- The problem
Which of the lines below include the word "slope"? Pull each one out.

- Dataset content
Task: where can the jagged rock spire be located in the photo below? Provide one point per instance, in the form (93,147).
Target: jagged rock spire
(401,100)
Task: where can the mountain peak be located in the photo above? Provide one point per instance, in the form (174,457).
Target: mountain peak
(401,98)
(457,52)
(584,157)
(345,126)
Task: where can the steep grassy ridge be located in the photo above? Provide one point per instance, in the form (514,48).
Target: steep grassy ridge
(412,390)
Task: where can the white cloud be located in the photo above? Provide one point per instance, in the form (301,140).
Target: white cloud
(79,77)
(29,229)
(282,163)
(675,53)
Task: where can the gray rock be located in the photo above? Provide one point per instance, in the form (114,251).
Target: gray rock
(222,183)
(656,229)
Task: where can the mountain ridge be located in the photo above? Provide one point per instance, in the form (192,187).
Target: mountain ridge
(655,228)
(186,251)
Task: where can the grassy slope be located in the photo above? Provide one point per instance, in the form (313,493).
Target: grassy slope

- Written response
Task: where can the grassy slope be located in the photo above? Provide one point per instance, in the form (313,493).
Target: grassy slope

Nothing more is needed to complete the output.